→ **WHAT YOU HAVE TO DO**:
Where an entry below contains an image, skip the image and reproduce the rest exactly.

Dataset records
===
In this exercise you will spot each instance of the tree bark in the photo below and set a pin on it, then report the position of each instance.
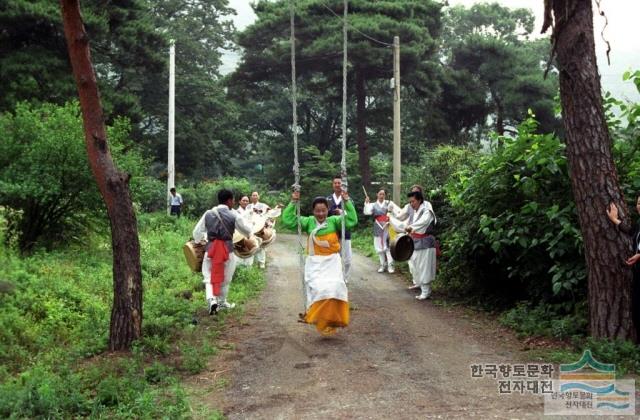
(594, 177)
(126, 315)
(361, 129)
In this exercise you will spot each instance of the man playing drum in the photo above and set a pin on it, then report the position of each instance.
(262, 210)
(378, 209)
(419, 225)
(217, 227)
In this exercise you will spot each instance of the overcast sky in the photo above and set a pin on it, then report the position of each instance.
===
→ **TASK ANSWER**:
In this exercise you will spot each instance of the tree bark in the photo below and set a pin on it, then report the position of each instance.
(594, 177)
(126, 315)
(361, 129)
In this exercise you will spot each instance of the man playing drum in the photo above and set a pin on it, then report the position of each instance.
(262, 210)
(378, 209)
(419, 225)
(217, 227)
In this exercise you will spot each instance of the overcast sky in the photo above and set a pin on it, then report the position of each instance.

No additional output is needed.